*Parts of the exercise*:
• a. According to the interview with designer Nadia Ivanova, at which schools did she receive her training?
• b. Summarize the interview with designer Nadia Ivanova in two sentences.
• c. Reproduce the interview with designer Nadia Ivanova word for word between "Nadia Ivanova: The" and "fabrics and materials.", inclusive.

That the work of a designer is kindled and ignited by art, architecture and history is not always apparent. Very often, the influences are subtle — colors, choices of textile or ornamentation — but not so with the designs of Bulgarian born, Nadia Ivanova. When Ivanova is inspired by the Great Mosque of Cordoba or the way the architecture of the Ottoman Empire was reinterpreted by the Christians, these themes are palpable in her collection.
This Chicago designer, who often spends time in London, brings a perspective and a style that broadens our choices and our palate. This week brought an opportunity to sit down with Ivanova and explore her process and motivations.
Q: What were the first steps you took in the world of fashion?
Nadia Ivanova: [Having always wanted] to be a designer, I stood by my desires and said I am going to do this. Fashion school was something that came along with the desire to learn. After I graduated, I decided that I just needed to create and share my designs.
Q: Where did you receive your training?
Nadia Ivanova: Harper College in Palatine, Illinois and the American Intercontinental University in London, England.
Q: Did you begin as an apprentice or intern in another fashion house or did you just start out on your own?
Nadia Ivanova: I interned for up-and-coming London designer Ioannis Dimitrousis as well as for the amazing and legendary Bruce Oldfield.
Q: Can you talk a bit about your current project/s? What is the mood of your latest collection?
Nadia Ivanova: The latest collection “Piles” is inspired by the idea of taking something that is no longer of use and making it beautiful again, like piles of used wood. The collection takes ideas from contemporary artists like Vong Phaophanit, Conrad Freiburg, Tadashi Kawamata and Robert Smithson. The inspiration for the name “Piles” came from all the things that are thrown around but that can be reused in creating stunning and functional items. Garments taking new and unusual shapes; using textures and materials found in artists’ work spaces; these sorts of things all served to inspire me to create a collection using ingenious ways of cutting and constructing various fabrics and materials.
Q: Where do you find inspiration — for this current collection as well as past collections?
Nadia Ivanova: Inspiration is all around in my book. I mean literally anywhere; I can find it in anything: a gear from a bike, a napkin, a tree, a painting, a song, and so on. I have taken inspiration from various places. Some of my inspirations are: the wrappings of Christo and Jeanne-Claude, works of Salvador Dali, the evolution of Turkish/Muslim architecture, unfinished structures of skyscrapers, the song Lili Marleen by Marlene Dietrich, the movement of tectonic plates, industrial designer Ross Lovegrove and so on. I just follow what strikes my interest at that point and time.
Q: What drives you to work/to continue making collections each season? Where does the desire to design come from?

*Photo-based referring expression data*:
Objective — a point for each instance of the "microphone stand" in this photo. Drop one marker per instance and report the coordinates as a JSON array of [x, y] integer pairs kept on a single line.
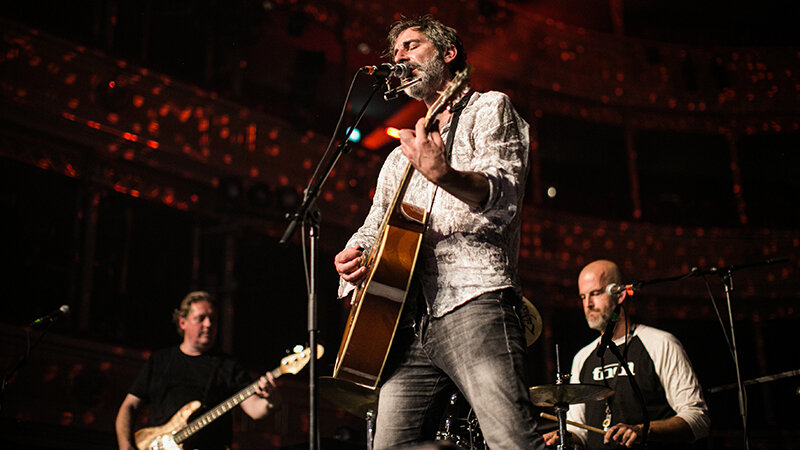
[[309, 216]]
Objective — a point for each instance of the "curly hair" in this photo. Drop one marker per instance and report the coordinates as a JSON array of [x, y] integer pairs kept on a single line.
[[186, 305], [438, 33]]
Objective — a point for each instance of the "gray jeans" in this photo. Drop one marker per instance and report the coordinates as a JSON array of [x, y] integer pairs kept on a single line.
[[478, 348]]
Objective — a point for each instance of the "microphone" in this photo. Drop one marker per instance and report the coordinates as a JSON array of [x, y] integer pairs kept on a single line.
[[52, 317], [615, 289], [385, 70]]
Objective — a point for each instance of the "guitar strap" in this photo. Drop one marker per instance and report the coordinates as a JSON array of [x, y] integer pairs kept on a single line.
[[214, 369], [455, 110]]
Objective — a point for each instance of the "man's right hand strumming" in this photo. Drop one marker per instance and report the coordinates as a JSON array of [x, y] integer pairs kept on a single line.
[[348, 264]]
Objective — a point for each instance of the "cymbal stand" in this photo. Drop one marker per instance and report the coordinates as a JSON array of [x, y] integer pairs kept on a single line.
[[562, 407]]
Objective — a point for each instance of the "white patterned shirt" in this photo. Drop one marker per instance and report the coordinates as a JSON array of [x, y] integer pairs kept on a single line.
[[465, 251]]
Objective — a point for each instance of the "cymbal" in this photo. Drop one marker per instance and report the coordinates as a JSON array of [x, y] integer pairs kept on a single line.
[[552, 394], [351, 397]]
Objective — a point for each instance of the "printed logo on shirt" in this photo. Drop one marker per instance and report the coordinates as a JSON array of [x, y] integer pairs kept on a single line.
[[610, 371]]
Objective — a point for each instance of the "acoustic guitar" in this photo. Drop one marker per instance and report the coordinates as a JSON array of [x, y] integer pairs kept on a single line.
[[172, 434], [377, 303]]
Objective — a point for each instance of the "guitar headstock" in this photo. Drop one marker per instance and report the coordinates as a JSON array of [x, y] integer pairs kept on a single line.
[[454, 89], [295, 362]]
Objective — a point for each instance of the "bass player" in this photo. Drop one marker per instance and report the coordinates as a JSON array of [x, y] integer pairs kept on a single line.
[[192, 371]]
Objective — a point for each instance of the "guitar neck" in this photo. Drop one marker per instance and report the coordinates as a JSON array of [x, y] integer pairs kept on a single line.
[[215, 412]]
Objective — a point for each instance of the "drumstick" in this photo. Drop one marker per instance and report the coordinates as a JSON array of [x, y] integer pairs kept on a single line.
[[577, 424]]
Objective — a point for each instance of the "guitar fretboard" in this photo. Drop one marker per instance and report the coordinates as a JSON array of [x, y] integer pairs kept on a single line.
[[214, 413]]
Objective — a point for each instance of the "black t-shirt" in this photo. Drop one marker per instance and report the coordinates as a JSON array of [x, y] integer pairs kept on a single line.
[[170, 379], [625, 406]]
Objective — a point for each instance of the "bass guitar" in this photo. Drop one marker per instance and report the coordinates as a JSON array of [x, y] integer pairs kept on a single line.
[[172, 434]]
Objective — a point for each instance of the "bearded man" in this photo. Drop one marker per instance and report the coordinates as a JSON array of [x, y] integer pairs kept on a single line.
[[460, 327], [657, 361]]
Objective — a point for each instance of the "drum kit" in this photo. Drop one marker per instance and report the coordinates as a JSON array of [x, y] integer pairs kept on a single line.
[[459, 425]]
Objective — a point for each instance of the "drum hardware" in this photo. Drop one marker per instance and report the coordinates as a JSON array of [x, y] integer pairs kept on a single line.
[[460, 426], [570, 422], [356, 399], [562, 394]]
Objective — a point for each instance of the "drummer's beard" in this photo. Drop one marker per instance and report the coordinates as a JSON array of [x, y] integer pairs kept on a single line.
[[599, 321]]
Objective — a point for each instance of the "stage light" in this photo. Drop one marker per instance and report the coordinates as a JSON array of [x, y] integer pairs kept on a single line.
[[355, 136]]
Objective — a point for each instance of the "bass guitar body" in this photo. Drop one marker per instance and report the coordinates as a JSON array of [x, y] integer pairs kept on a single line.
[[161, 437]]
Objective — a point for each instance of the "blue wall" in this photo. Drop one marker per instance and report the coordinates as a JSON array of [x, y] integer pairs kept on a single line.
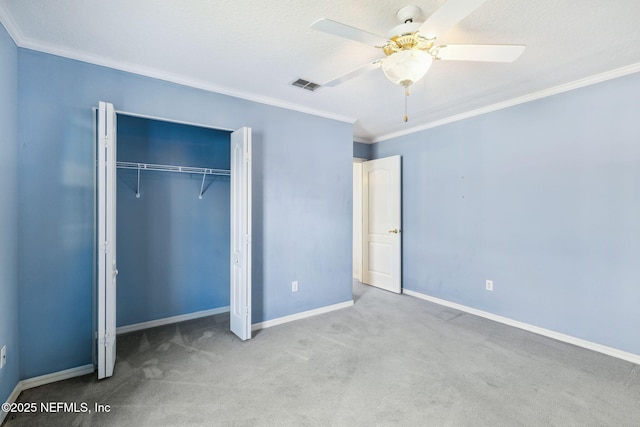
[[8, 213], [173, 248], [302, 167], [362, 151], [544, 199]]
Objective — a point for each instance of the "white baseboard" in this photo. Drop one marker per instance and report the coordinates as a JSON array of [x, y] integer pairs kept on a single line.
[[301, 315], [610, 351], [170, 320], [45, 379]]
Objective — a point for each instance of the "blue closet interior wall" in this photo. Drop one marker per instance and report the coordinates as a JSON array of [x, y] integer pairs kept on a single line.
[[8, 213], [173, 247]]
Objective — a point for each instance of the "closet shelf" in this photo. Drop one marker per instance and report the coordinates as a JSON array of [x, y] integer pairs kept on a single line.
[[170, 168]]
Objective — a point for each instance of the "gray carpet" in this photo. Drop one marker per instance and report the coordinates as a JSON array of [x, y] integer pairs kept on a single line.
[[389, 360]]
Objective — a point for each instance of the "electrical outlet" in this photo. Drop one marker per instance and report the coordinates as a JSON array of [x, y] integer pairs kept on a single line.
[[489, 285]]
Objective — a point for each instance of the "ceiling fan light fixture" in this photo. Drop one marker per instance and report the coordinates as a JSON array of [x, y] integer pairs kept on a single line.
[[407, 66]]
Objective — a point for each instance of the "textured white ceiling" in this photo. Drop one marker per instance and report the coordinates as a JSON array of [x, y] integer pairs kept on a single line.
[[256, 49]]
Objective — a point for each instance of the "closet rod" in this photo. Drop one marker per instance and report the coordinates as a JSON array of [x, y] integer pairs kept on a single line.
[[171, 168]]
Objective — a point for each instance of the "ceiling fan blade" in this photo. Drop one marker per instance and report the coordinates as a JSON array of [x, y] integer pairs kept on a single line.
[[480, 52], [448, 15], [348, 32], [353, 74]]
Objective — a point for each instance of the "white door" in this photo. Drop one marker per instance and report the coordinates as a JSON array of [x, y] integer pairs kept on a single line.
[[240, 310], [106, 241], [381, 250], [357, 221]]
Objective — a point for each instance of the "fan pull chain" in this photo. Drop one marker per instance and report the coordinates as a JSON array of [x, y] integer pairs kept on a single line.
[[406, 95]]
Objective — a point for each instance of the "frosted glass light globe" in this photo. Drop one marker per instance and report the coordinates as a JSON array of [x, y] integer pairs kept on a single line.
[[406, 66]]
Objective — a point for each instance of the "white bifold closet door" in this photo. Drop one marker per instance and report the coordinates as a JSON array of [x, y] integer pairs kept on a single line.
[[106, 236], [240, 304], [106, 239]]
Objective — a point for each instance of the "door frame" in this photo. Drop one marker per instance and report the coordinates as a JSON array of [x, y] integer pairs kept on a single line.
[[96, 250], [391, 236]]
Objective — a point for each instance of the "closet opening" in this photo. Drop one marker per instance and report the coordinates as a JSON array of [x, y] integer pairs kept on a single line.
[[172, 226], [172, 222]]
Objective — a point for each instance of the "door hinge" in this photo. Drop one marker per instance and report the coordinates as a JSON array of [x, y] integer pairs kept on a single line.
[[106, 340]]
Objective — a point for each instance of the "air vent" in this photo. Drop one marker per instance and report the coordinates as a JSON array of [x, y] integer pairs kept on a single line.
[[304, 84]]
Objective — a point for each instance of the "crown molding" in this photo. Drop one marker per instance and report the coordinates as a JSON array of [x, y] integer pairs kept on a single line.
[[576, 84], [10, 25]]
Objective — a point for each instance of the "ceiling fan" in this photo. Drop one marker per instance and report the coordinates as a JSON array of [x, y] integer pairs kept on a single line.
[[411, 46]]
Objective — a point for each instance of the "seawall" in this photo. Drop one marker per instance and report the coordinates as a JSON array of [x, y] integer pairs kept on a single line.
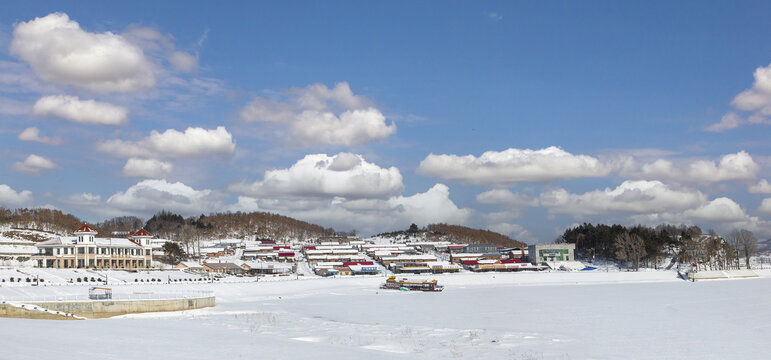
[[97, 309]]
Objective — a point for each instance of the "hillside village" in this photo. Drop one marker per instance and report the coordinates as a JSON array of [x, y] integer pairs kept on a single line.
[[219, 248]]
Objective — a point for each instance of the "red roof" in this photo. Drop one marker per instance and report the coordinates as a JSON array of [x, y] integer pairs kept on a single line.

*Answers to each task*:
• a. Harper College in Palatine, Illinois, and the American Intercontinental University in London, England.

• b. Nadia Ivanova, a Bulgarian-born designer based in Chicago who trained in Illinois and London and interned with Ioannis Dimitrousis and Bruce Oldfield, creates designs in which influences from art, architecture and history are palpable. Her latest collection, "Piles," is inspired by taking things that are no longer of use and making them beautiful again, and she says she can find inspiration literally anywhere.

• c.
Nadia Ivanova: The latest collection “Piles” is inspired by the idea of taking something that is no longer of use and making it beautiful again, like piles of used wood. The collection takes ideas from contemporary artists like Vong Phaophanit, Conrad Freiburg, Tadashi Kawamata and Robert Smithson. The inspiration for the name “Piles” came from all the things that are thrown around but that can be reused in creating stunning and functional items. Garments taking new and unusual shapes; using textures and materials found in artists’ work spaces; these sorts of things all served to inspire me to create a collection using ingenious ways of cutting and constructing various fabrics and materials.